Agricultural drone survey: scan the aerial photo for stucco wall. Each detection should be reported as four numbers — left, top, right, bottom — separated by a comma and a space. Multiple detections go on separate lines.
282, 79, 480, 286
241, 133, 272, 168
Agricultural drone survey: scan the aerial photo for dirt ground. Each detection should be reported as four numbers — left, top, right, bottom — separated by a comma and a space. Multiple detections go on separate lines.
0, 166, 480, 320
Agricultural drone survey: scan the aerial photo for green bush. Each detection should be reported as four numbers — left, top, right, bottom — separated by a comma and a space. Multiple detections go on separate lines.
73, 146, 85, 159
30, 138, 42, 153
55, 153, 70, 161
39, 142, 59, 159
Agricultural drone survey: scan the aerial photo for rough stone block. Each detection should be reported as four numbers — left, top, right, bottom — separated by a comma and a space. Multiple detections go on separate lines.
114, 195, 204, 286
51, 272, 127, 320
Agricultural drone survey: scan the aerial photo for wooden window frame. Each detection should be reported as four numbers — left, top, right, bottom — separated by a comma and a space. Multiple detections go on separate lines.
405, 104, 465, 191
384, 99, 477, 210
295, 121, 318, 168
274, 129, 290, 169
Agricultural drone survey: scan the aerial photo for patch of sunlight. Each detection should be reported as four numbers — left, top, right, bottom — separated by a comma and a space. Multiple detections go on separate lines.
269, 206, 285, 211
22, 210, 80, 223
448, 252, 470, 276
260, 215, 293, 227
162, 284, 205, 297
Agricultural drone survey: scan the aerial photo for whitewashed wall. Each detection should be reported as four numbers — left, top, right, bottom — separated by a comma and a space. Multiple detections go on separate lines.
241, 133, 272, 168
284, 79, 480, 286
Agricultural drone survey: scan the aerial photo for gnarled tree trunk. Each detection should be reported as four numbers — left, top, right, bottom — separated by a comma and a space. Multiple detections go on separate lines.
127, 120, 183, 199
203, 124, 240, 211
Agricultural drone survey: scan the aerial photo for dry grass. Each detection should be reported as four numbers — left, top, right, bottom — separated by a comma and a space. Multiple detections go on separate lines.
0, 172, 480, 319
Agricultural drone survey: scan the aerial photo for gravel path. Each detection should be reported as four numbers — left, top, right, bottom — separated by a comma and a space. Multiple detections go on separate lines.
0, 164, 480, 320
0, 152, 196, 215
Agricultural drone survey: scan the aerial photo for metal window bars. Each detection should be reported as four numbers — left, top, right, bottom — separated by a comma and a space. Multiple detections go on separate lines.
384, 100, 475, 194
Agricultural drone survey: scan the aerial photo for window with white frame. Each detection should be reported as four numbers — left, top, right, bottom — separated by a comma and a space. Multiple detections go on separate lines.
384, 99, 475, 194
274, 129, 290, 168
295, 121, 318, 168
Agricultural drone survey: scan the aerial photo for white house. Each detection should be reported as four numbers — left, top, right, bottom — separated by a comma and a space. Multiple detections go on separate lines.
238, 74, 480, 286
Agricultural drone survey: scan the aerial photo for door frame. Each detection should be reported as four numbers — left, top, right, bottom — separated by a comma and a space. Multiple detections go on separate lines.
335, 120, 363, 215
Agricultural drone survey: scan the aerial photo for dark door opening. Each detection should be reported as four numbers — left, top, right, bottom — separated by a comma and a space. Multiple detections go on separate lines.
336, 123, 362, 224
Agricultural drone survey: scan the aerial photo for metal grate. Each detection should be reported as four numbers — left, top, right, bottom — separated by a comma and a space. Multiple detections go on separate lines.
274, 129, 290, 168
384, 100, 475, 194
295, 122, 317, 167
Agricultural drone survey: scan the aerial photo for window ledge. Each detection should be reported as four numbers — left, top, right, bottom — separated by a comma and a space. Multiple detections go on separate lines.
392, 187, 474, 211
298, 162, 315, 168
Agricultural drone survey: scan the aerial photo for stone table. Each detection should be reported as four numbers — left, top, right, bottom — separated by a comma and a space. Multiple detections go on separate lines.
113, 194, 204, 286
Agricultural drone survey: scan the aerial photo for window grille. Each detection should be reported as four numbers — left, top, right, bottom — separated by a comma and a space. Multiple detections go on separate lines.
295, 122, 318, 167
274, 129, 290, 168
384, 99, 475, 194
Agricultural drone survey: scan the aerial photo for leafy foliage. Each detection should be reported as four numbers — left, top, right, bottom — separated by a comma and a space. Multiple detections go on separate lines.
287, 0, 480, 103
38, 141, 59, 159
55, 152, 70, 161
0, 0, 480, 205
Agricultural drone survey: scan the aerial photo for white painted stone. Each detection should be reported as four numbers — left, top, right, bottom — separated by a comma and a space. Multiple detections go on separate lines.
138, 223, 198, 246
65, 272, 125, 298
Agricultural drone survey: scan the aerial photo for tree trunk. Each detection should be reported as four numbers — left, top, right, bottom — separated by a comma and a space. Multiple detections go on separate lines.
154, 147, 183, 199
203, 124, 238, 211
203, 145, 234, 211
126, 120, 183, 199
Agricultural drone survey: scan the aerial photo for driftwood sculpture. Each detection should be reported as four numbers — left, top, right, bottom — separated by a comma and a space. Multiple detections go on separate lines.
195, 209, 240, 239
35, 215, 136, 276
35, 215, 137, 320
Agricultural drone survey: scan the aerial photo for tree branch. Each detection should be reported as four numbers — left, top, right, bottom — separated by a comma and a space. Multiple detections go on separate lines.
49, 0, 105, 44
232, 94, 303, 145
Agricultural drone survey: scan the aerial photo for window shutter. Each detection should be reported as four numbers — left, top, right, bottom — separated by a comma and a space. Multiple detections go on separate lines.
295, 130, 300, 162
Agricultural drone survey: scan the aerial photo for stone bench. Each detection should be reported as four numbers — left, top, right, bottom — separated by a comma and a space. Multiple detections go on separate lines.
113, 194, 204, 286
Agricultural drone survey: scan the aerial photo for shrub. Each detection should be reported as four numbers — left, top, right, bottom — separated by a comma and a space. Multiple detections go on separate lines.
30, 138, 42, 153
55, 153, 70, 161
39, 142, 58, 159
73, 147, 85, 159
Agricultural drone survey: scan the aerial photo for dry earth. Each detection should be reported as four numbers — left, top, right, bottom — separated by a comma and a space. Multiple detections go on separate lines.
+++
* Exercise
Output the listing above word for word.

* Result for this task
Agricultural drone survey: scan the aerial photo for stucco wall. Each detection should be reported as four numbers — left, top, right, bottom — separated by a comma and a space. Multiple detections go on separate lines.
282, 79, 480, 286
241, 133, 272, 168
Agricultural drone survey: scan the aerial photo for dirt ground. Each detection should be reported as four numbers — left, top, right, bottom — separated by a comma and a space. Multiple detections go on separate lines.
0, 166, 480, 320
Agricultural drone survey: scan the aerial photo for green bush. Each detection should be reported as four numbers — left, top, right, bottom — separated by a comma and a space. Multiple detections go on separate lines.
73, 146, 85, 159
30, 138, 42, 153
55, 153, 70, 161
39, 142, 59, 159
Agricultural drone survey: scan the aerial photo for rough stone block. Each detection should be reported as four numbers — left, top, right, bottom — separated by a comma and a space. Multiple detections go on separate lines.
114, 195, 204, 286
51, 272, 127, 320
Agricultural drone survey: scan the aerial photo for wooden window frame. Each detection should be reported as four numbers — left, top, right, bottom — separated by a comma and a space. Multiple detections go on separate lines.
405, 104, 465, 191
384, 99, 477, 210
295, 121, 318, 168
274, 129, 290, 169
Agricultural drone survey: scan the aerial photo for patch of sunlight. Each detection should be reported as four numbers — left, top, right, bottom — separated by a comma and a space. Multiple detections go on separate lines.
269, 206, 285, 211
22, 210, 80, 223
448, 252, 470, 276
260, 215, 293, 227
162, 284, 205, 297
Agricultural drone survey: scan the aerial photo for whitewashed wall. Each detection should be reported as four numbers — left, top, right, bottom — separated by a comma and a space. Multiple detections go on separate lines.
241, 133, 272, 168
284, 79, 480, 286
Agricultural drone survey: scan the aerial photo for gnarled tree trunk. Each detection should be reported as four numbers — left, top, right, bottom — separated by a comma and a space. Multiple detections go on separate lines.
127, 120, 183, 199
203, 124, 240, 211
Agricultural drone survey: scan the aerial photo for dry grass. Each detection should be reported as four numbers — left, top, right, bottom — separated by a comma and a space. Multiple detections go on separate lines.
0, 172, 480, 319
Agricultural drone survey: scan the aerial photo for gravel path. Each detection should be reported as four numbers — left, top, right, bottom — separated by a comma and a space. Multiple detections go on separate lines.
0, 164, 480, 320
0, 152, 196, 215
Agricultural drone survey: scan the aerial photo for metal window bars. Each detection should be reported as four numbers — left, top, right, bottom — separated by a comma and a space. Multiple detections go on separate lines.
384, 100, 475, 194
Agricultural drone survey: scan the aerial photo for window with white frame. Each detection should be reported as four numbers — left, top, right, bottom — separated by a comma and a space. Multiple detections go on separate lines.
384, 99, 475, 194
274, 129, 290, 168
295, 121, 318, 168
Agricultural drone survey: scan the aerial photo for white house. Each detection should be reported as four numbers — left, top, right, bottom — separated by a comma and a space. Multiple detections go on separate lines.
238, 74, 480, 286
Agricultural drone survey: scan the aerial photo for door frame. Each detection should be reported as four numbers — left, top, right, bottom — separated by a comma and a space. Multiple detections go on separate lines.
335, 120, 363, 215
Agricultural drone survey: scan the aerial photo for dark door opening. Each detection should be reported as four numbers — left, top, right, bottom — separated by a comma and a space. Multiple detections go on separate lines.
336, 123, 362, 224
Agricultural drone survey: scan the aerial photo for metal grate. Each detection should be reported as four numbers — left, top, right, bottom — separated by a comma and a space. Multiple detections go on separate lines.
274, 129, 290, 168
384, 100, 475, 194
295, 122, 317, 167
Agricultural drone survey: scan the aerial photo for window ledge. Each detection should be reported as four numbers — left, top, right, bottom — separated by a comma and a space. Multiple detections go on separate lines.
392, 187, 474, 211
298, 162, 315, 168
Agricultural drone survey: scan the aerial photo for stone table. Each detection should be reported as four numbers — left, top, right, bottom — separated by a comma and a space. Multiple detections go on separate lines.
113, 194, 204, 286
Agricultural drone survey: scan the aerial photo for window grille. Each detection should be reported as four numbers — left, top, right, bottom — separated by a comma and a space. Multiple detections go on separate lines.
295, 122, 318, 167
274, 129, 290, 168
384, 99, 475, 194
Agricultural drone survey: scan the aerial photo for leafy foliage. Each detection should be reported as four numbers — left, top, right, bottom — separated by a comma and a space. Multiple detections go on separate lines.
287, 0, 480, 103
38, 141, 59, 159
55, 152, 70, 161
0, 0, 480, 205
Agricultural drone survey: scan the aerial photo for white painted stone. Each detection should be reported as four numbers — left, top, right, bottom — separated by a comma and a space. Multiple detections go on separate lines.
138, 223, 198, 246
65, 272, 125, 298
Agricultural drone survey: scan the aerial photo for tree trunk. Each detection should be reported as four numbers — left, top, right, bottom — separated by a comma and a space. Multiple detections go on separate lines.
154, 147, 183, 199
203, 124, 238, 211
203, 145, 234, 211
126, 120, 183, 199
Agricultural drone survey: scan the aerial photo for driftwood sculpture. Each detection should be reported as four numbers — left, top, right, bottom — separated by a comma and a space. Multiple detections go on separate lines.
195, 209, 240, 239
35, 215, 136, 276
35, 215, 137, 320
Agricultural drone survey: scan the aerial photo for tree branch. Each detection should be reported as four numbers — left, top, right, bottom — separated by a comma and a space. Multiple detections go on separate lines.
49, 0, 105, 44
232, 94, 303, 145
Agricultural drone survey: scan the aerial photo for window shutter. Each detection should be reported as four numbers — left, top, right, bottom — separated by a comma and a space. Multiple detections go on separate lines.
295, 130, 300, 162
Agricultural drone survey: scan the aerial photo for stone bench. Each detection should be reported as four numbers — left, top, right, bottom — separated by a comma and a space. Multiple detections go on separate lines.
113, 194, 204, 286
Agricultural drone survey: scan the aerial photo for shrub. Each detection should be reported as four numbers — left, top, right, bottom — separated by a comma and a space. Multiple detections go on separate lines.
30, 138, 42, 153
55, 153, 70, 161
39, 142, 58, 159
73, 147, 85, 159
Agricultural drone survey: scan the aerial photo for dry earth. Each detection should be reported as four numbers — left, top, right, bottom — separated by a comma and a space. Multiple detections go on separate lines.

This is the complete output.